What is being asked
Convert every line of the records into a JSON list of strings, with one string per line, omitting blank lines and the pictures.

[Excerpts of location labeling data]
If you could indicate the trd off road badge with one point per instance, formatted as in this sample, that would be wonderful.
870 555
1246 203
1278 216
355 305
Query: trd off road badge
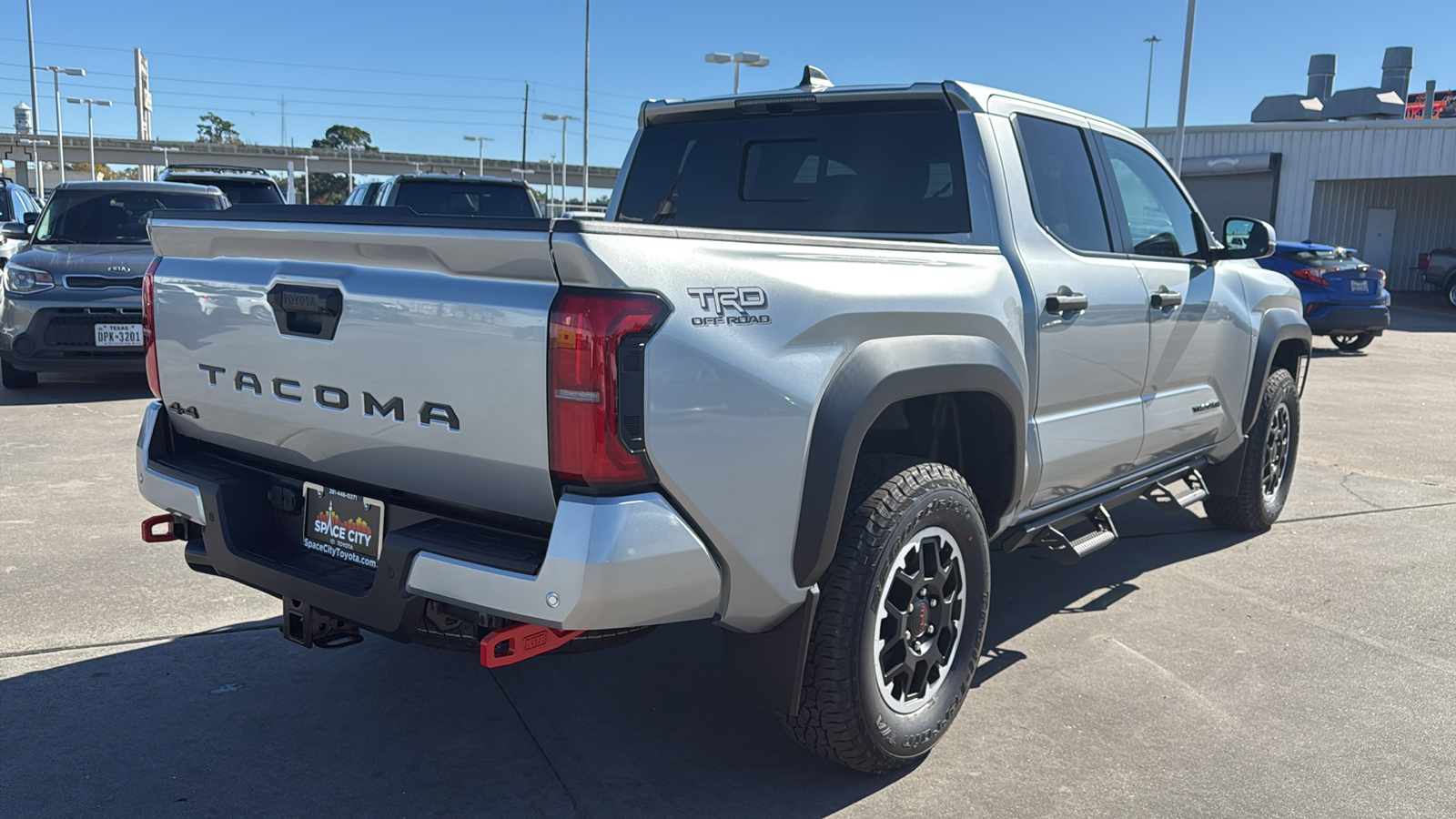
730 305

Written response
[
  "If you could indicate the trd off road badge with one point per instance, formatted as in this sample, that would be wonderful.",
  "870 555",
  "1246 203",
  "1278 216",
  "355 305",
  "Query: trd off road badge",
  "730 305"
]